- Consigne A -
Reformulez sous forme de liste le paragraphe du texte retenu qui commence par « Les mots », en conservant ses faits essentiels.
- Consigne B -
Transcrivez fidèlement le passage du texte retenu situé entre « 116.  Eu égard à » et « sa vie privée. », ces deux bornes comprises.

- Texte retenu -
_ _ _ _ _

116.  Eu égard à ce qui précède, la Cour estime que, dans les circonstances de l’espèce, le comportement des pouvoirs publics a constitué une ingérence dans l’exercice par le requérant de son droit au respect de sa vie privée.

b)  « Prévue par la loi »

117.  Les mots « prévue par la loi » veulent d’abord que la mesure incriminée ait une base en droit interne, mais ils ont trait aussi à la qualité de la loi en cause : ils exigent l’accessibilité de celle-ci à la personne concernée, qui de surcroît doit pouvoir en prévoir les conséquences pour elle, et sa compatibilité avec la prééminence du droit (voir, notamment, Kopp c. Suisse, 25 mars 1998, § 55, Recueil des arrêts et décisions 1998‑II). Cette expression implique donc notamment que la législation interne doit user de termes assez clairs pour indiquer à tous de manière suffisante en quelles circonstances et sous quelles conditions elle habilite la puissance publique à recourir à des mesures affectant leurs droits protégés par la Convention (C.G. et autres c. Bulgarie, no 1365/07, § 39, 24 avril 2008).

_ _ _ _ _

- Données recueillies -
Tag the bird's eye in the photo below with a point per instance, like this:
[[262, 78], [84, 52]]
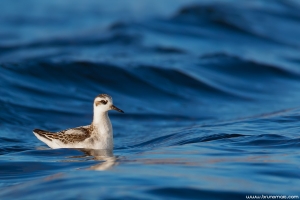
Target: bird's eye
[[103, 102]]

_ _ _ _ _

- Réponse attendue A -
- La mesure incriminée doit avoir une base en droit interne.
- La loi en cause doit être accessible à la personne concernée, qui doit pouvoir en prévoir les conséquences pour elle (Kopp c. Suisse, § 55).
- Cette loi doit être compatible avec la prééminence du droit.
- La législation interne doit employer des termes assez clairs pour indiquer à tous en quelles circonstances et sous quelles conditions elle autorise la puissance publique à recourir à des mesures affectant leurs droits protégés par la Convention (C.G. et autres c. Bulgarie, § 39).

- Réponse attendue B -
116.  Eu égard à ce qui précède, la Cour estime que, dans les circonstances de l’espèce, le comportement des pouvoirs publics a constitué une ingérence dans l’exercice par le requérant de son droit au respect de sa vie privée.